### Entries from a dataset
.....

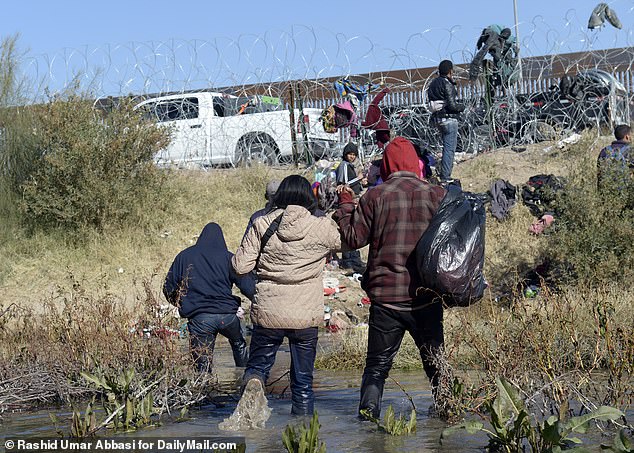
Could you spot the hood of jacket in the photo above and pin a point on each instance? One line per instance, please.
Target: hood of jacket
(212, 235)
(295, 224)
(399, 155)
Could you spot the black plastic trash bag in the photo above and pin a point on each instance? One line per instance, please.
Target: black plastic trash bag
(450, 254)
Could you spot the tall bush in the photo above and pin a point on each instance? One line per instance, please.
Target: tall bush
(87, 168)
(594, 238)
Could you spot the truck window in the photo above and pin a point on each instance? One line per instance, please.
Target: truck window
(172, 110)
(219, 106)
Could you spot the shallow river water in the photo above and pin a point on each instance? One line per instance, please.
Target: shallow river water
(337, 396)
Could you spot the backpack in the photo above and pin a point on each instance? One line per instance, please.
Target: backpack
(540, 193)
(325, 186)
(503, 195)
(450, 253)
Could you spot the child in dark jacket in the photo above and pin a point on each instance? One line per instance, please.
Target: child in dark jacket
(199, 283)
(346, 173)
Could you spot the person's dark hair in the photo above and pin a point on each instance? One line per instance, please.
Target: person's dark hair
(621, 131)
(444, 67)
(295, 190)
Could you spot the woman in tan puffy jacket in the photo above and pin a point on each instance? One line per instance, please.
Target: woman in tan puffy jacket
(289, 292)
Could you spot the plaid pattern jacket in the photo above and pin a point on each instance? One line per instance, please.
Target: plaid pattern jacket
(391, 218)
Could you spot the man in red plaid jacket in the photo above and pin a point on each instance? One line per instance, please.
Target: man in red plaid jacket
(391, 218)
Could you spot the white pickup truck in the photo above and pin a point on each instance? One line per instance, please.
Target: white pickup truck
(209, 128)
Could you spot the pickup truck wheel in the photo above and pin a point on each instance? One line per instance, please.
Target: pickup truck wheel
(257, 152)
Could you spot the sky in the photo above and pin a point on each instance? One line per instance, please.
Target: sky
(118, 47)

.....

### Given task
Rewrite every line of the rows above as a JSON list of strings, one string per line and no strings for blank lines. Leave the pictures out.

### Written solution
[
  "Could you spot the hood of jacket in the photo above and pin a point on each instance? One line per instance, please.",
  "Target: hood of jacket",
  "(212, 235)",
  "(295, 224)",
  "(399, 155)",
  "Could you spot the black plastic trash bag in the photo above and pin a point on each instance? One line per instance, please.",
  "Target: black plastic trash bag",
  "(450, 254)",
  "Could you spot the tall bush in the photo above and pin a point on each instance? One line per instance, please.",
  "Target: tall bush",
  "(87, 168)",
  "(594, 238)",
  "Could you spot the truck window in the photo above and pin a point on each instance? One line per instance, please.",
  "Target: truck window",
  "(172, 110)",
  "(219, 106)",
  "Could you spot the shallow river water in the photo above and pin a point on each instance? One line per instance, please.",
  "Target: shallow river water",
  "(337, 396)",
  "Could you spot the backpack in the photo above and pin a point on each instance? One line per instance, please.",
  "Target: backpack",
  "(540, 193)",
  "(325, 186)",
  "(503, 195)",
  "(450, 253)",
  "Could you spot the child in dark jacket in the photo above and pin a point on each instance? One line per instance, please.",
  "Target: child in dark jacket",
  "(199, 283)",
  "(346, 173)",
  "Could you spot the person's dark hair in the photo above and pin a point on each instance? One line per instance, please.",
  "Target: person's dark hair",
  "(621, 131)",
  "(444, 67)",
  "(295, 190)",
  "Could you spot the woman in tan puffy jacket in the photo above and pin a point on each instance? One line per instance, please.",
  "Target: woman in tan puffy jacket",
  "(289, 292)",
  "Could you spot the plaid pattern jacket in the photo above and pin a point on each instance? One line per instance, please.",
  "Target: plaid pattern jacket",
  "(391, 218)",
  "Could you spot the man in red plaid jacket in the photo above and pin a point on each instance? One line per instance, please.",
  "Target: man in red plaid jacket",
  "(391, 218)",
  "Could you spot the white pickup truck in the photo above and pin a point on each instance? One line per instance, please.",
  "Target: white pickup truck",
  "(209, 128)",
  "Could you spot the pickup truck wheel in the photo above and pin a point on each instance? One line per instance, please.",
  "Target: pickup truck wheel",
  "(257, 152)",
  "Could you spot the sky in the photo above and pin a point on each instance? One line per instance, please.",
  "Target: sky",
  "(118, 47)"
]